* Source passage
+ + + + + + +

We were both writers, I older and further along in that part of my career, she as a non-traditional student approaching thirty, just getting an academic gloss for her formidable natural talents on her way to becoming an award-winning short story writer. For her, as well, the physical act of writing was as necessary as breathing. With a pen in her hand, she wrote what bubbled up from her depths. She simply had to write, preferably by hand although she was expert on the keyboard.
I have found a huge quantity of these handwritten thoughts on all sorts of surfaces, such as bound journals, legal pads, pages torn from notebooks, and one extraordinary paper napkin, to be described below.
Being compellingly drawn to each other but living apart, we closed the space between us with pen and ink letters. I was reminded of that correspondence when one day not long after she died, I was searching in the closet in my office, which contains various technological detritus, for a power cord for an ancient reel to reel tape recorder, then on loan to a techie friend. I didn’t find the cord, but I did stumble across a thick manila envelope containing a stack of letters Carol had written to me over about an eight- or ten-month period stretching from late 1981 into the next year.
Because Carol saved every scrap of paper that contained anything she might need or want to remember, whether a playbill or a reminder of a family obligation, even old planners containing ancient appointments, she would have kept my letters to her.
I found them in one of a half dozen cartons that had been sitting undisturbed on a high shelf in the garage where they were placed on the day in January of 2002 when we moved from New York to Old Mission, a short distance from the house in which her parents at that time were still living.
I now have our correspondence during what was a pivotal period in our lives. These letters crackle with intensity, frustration, joy, occasional despair but leavened with humor and determination. With some necessary editing to retain narrative focus and provide context, I will be offering this correspondence in occasional posts to the blog reading world.

+ + + + + + +

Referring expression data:
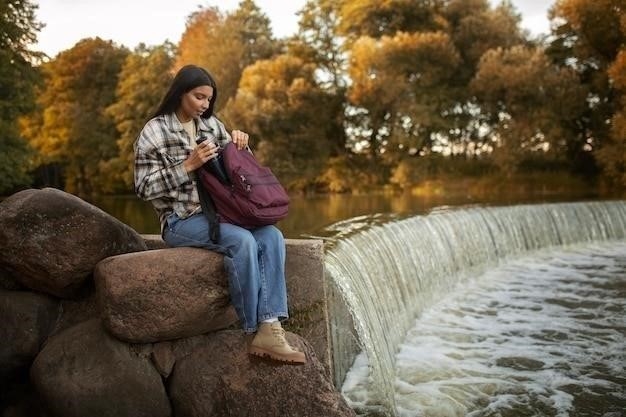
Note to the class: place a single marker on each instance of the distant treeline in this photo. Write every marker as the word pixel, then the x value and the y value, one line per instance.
pixel 366 94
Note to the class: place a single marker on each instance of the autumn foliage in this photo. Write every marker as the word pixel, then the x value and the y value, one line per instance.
pixel 366 94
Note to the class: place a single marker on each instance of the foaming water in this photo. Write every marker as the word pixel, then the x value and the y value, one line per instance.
pixel 383 276
pixel 543 335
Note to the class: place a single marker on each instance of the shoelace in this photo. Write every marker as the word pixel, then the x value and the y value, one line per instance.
pixel 279 335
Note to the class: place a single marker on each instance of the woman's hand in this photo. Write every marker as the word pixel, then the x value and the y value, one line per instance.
pixel 200 154
pixel 240 139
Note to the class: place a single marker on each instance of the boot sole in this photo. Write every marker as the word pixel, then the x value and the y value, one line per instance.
pixel 267 354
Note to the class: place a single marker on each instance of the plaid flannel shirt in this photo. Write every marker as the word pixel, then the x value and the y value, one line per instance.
pixel 160 150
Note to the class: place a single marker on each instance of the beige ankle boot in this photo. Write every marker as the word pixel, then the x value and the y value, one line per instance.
pixel 270 342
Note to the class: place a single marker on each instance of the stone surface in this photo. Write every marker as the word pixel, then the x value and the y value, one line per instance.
pixel 50 240
pixel 83 371
pixel 163 294
pixel 219 378
pixel 27 320
pixel 306 289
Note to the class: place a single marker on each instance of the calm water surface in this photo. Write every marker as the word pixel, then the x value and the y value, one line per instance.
pixel 311 216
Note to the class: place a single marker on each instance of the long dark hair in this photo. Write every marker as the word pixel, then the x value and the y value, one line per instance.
pixel 186 79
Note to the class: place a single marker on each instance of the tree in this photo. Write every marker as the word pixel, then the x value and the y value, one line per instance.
pixel 144 78
pixel 588 36
pixel 75 131
pixel 399 83
pixel 279 103
pixel 226 44
pixel 531 103
pixel 18 78
pixel 375 19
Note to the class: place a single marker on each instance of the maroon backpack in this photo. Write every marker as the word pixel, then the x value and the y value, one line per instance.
pixel 250 197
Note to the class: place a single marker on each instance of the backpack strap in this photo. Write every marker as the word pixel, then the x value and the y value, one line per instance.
pixel 208 209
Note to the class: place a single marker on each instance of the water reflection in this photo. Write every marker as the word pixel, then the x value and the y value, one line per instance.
pixel 312 216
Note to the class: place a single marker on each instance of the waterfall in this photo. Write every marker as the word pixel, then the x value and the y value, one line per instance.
pixel 382 277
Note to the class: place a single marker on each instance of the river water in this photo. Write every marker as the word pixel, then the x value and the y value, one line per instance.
pixel 541 335
pixel 520 312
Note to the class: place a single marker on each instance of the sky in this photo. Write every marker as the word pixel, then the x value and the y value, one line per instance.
pixel 130 22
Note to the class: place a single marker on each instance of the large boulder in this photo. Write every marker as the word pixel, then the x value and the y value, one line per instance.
pixel 82 371
pixel 220 379
pixel 27 320
pixel 50 241
pixel 163 294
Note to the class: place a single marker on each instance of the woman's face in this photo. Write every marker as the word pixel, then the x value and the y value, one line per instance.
pixel 194 103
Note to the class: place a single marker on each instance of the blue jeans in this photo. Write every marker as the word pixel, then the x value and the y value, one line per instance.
pixel 254 261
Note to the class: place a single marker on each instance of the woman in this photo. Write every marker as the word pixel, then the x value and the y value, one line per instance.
pixel 166 158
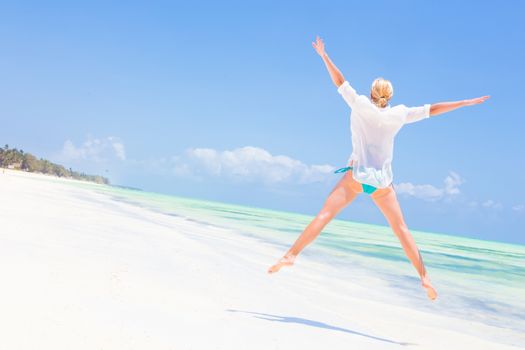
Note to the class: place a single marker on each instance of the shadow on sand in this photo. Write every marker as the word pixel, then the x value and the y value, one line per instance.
pixel 312 323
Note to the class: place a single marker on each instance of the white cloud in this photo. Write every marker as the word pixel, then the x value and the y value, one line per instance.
pixel 248 164
pixel 430 192
pixel 94 149
pixel 519 207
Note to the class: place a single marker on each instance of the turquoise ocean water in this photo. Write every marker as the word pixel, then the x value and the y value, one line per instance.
pixel 479 281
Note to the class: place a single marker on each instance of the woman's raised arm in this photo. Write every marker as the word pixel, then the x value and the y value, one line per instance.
pixel 335 74
pixel 443 107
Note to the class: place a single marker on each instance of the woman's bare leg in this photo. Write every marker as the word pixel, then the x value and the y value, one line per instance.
pixel 386 201
pixel 343 193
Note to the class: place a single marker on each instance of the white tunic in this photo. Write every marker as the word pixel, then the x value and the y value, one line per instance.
pixel 373 130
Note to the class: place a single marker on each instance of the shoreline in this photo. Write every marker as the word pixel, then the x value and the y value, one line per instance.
pixel 96 272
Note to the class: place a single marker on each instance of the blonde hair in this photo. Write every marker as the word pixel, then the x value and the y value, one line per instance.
pixel 381 92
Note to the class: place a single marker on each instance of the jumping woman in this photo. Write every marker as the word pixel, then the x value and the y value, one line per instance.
pixel 374 124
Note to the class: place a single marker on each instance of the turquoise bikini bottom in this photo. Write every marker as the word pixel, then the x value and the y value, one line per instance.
pixel 366 188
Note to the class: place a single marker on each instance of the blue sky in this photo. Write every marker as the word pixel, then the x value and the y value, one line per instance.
pixel 229 101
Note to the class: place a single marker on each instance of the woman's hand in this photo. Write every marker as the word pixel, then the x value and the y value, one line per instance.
pixel 475 101
pixel 319 46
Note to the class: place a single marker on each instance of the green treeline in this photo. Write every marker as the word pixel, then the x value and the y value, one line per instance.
pixel 18 159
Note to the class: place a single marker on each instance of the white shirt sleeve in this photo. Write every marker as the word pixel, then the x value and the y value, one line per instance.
pixel 348 92
pixel 414 114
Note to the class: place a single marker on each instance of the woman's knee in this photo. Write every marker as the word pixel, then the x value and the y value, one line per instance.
pixel 400 228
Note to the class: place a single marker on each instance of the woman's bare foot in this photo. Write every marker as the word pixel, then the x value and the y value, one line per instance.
pixel 286 260
pixel 431 292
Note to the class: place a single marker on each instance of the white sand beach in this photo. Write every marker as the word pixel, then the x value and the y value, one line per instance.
pixel 81 270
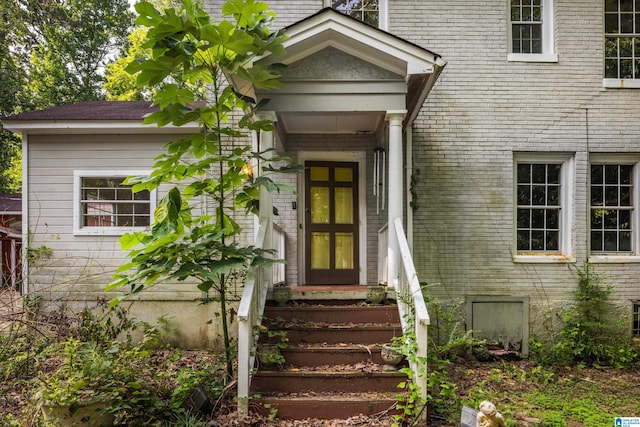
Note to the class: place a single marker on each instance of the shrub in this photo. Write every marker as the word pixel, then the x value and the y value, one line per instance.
pixel 593 333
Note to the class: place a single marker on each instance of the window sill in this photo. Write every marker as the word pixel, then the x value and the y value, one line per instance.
pixel 108 231
pixel 615 259
pixel 621 83
pixel 543 258
pixel 532 57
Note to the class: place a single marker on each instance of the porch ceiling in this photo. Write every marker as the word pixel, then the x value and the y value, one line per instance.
pixel 348 123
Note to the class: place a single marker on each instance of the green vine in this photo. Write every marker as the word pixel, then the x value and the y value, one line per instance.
pixel 413 184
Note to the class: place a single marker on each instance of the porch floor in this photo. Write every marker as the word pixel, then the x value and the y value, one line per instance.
pixel 330 292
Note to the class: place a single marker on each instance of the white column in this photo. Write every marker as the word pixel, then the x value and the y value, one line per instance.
pixel 266 142
pixel 395 193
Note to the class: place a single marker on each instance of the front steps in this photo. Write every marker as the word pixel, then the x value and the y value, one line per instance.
pixel 333 368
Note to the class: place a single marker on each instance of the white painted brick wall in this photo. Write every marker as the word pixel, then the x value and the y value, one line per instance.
pixel 484 109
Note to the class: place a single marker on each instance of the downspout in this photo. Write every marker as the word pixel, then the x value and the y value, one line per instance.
pixel 409 156
pixel 24 285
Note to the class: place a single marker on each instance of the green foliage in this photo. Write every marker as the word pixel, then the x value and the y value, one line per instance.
pixel 120 85
pixel 593 333
pixel 187 51
pixel 110 325
pixel 74 45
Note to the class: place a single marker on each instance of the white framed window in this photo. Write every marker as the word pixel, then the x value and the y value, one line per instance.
pixel 622 43
pixel 103 205
pixel 613 216
pixel 372 12
pixel 544 188
pixel 531 37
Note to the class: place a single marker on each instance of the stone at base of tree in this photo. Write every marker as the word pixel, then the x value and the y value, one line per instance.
pixel 468 417
pixel 198 401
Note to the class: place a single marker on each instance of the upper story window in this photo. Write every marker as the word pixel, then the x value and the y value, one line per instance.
pixel 622 43
pixel 543 199
pixel 104 205
pixel 372 12
pixel 531 31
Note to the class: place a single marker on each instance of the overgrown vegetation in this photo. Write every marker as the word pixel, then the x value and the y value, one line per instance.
pixel 593 332
pixel 196 237
pixel 60 358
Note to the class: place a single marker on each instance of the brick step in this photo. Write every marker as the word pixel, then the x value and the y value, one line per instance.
pixel 325 381
pixel 319 354
pixel 326 406
pixel 337 334
pixel 337 314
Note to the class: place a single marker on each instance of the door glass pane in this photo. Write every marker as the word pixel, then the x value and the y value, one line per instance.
pixel 344 251
pixel 319 173
pixel 320 205
pixel 320 251
pixel 344 174
pixel 344 205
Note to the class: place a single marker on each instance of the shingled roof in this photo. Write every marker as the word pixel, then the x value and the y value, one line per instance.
pixel 90 110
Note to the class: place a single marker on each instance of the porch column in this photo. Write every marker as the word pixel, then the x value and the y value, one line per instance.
pixel 266 142
pixel 395 195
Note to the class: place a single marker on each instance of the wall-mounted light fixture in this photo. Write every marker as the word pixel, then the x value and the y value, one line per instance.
pixel 247 170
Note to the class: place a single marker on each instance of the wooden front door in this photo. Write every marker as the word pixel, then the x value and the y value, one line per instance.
pixel 331 223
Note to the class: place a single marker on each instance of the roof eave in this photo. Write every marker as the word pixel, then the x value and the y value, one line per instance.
pixel 41 127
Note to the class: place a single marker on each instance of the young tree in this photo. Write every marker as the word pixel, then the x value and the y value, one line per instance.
pixel 188 49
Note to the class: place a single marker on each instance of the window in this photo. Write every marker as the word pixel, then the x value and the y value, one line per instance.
pixel 539 207
pixel 622 41
pixel 531 31
pixel 611 209
pixel 372 12
pixel 543 198
pixel 104 205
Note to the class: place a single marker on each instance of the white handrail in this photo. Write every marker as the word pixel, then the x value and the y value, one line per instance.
pixel 409 286
pixel 278 245
pixel 250 313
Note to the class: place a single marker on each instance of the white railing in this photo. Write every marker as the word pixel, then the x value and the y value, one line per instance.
pixel 278 246
pixel 250 313
pixel 411 304
pixel 383 253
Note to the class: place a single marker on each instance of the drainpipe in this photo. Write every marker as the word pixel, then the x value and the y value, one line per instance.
pixel 395 204
pixel 24 284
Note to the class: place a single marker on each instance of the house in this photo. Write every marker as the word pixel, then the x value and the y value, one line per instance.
pixel 10 239
pixel 504 134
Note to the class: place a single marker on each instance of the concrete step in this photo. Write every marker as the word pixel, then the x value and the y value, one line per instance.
pixel 298 406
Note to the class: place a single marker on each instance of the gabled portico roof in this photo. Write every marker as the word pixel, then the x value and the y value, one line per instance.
pixel 329 28
pixel 325 96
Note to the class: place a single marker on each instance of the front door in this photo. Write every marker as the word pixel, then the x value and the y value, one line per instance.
pixel 331 223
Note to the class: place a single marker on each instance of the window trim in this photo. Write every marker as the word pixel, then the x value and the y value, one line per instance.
pixel 617 83
pixel 620 257
pixel 548 37
pixel 565 251
pixel 383 13
pixel 78 228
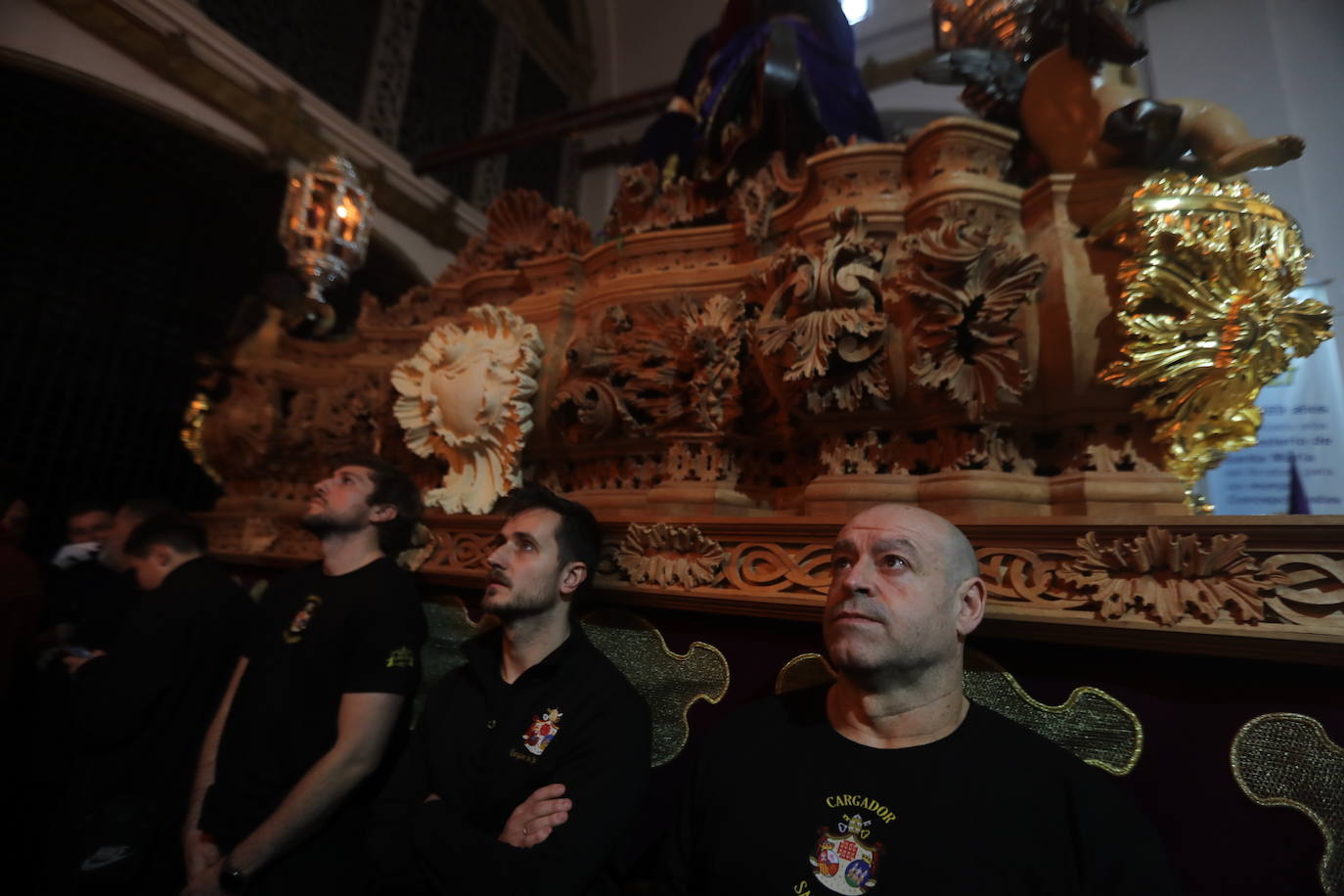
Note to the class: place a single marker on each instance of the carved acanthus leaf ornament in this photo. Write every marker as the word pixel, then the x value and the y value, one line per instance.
pixel 658 367
pixel 466 398
pixel 1207 312
pixel 969 285
pixel 823 316
pixel 1168 576
pixel 668 555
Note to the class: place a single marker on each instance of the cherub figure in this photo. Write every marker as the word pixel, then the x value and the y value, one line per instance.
pixel 1037 65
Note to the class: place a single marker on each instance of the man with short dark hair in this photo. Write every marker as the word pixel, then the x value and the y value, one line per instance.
pixel 139 711
pixel 530 760
pixel 297 744
pixel 890 781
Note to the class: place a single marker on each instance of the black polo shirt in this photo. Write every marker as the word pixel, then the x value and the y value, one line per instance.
pixel 320 639
pixel 484 745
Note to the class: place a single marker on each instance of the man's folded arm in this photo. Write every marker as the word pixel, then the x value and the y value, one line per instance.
pixel 604 780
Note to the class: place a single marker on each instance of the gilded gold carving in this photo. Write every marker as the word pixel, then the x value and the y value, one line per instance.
pixel 669 555
pixel 466 399
pixel 1207 312
pixel 1167 576
pixel 823 316
pixel 1092 724
pixel 969 285
pixel 671 683
pixel 1287 759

+ + + + + + +

* Work instruction A
According to the passage about the letters, over what span of time did Carol write the letters found in the manila envelope?
* Work instruction B
Rewrite the paragraph of the passage about the letters that begins "Being compellingly drawn to each other" as a short bulleted list that keeps its main facts.
* Work instruction C
Summarize the passage about the letters in two sentences.

* Answer A
Over about an eight- or ten-month period, from late 1981 into the next year.

* Answer B
- Drawn to each other but living apart, the two kept in touch through pen and ink letters.
- Not long after Carol died, the narrator was searching an office closet full of old technology for the power cord to an old reel-to-reel tape recorder.
- The cord did not turn up, but a thick manila envelope did.
- It held Carol's letters from about an eight- or ten-month period, from late 1981 into the next year.

* Answer C
After Carol died, the narrator found the letters she had written during their long-distance courtship in a manila envelope in an office closet, and found the narrator's own letters to her in cartons in the garage, since she saved every scrap of paper. With some editing, the narrator plans to share this correspondence from a pivotal period in their lives in occasional blog posts.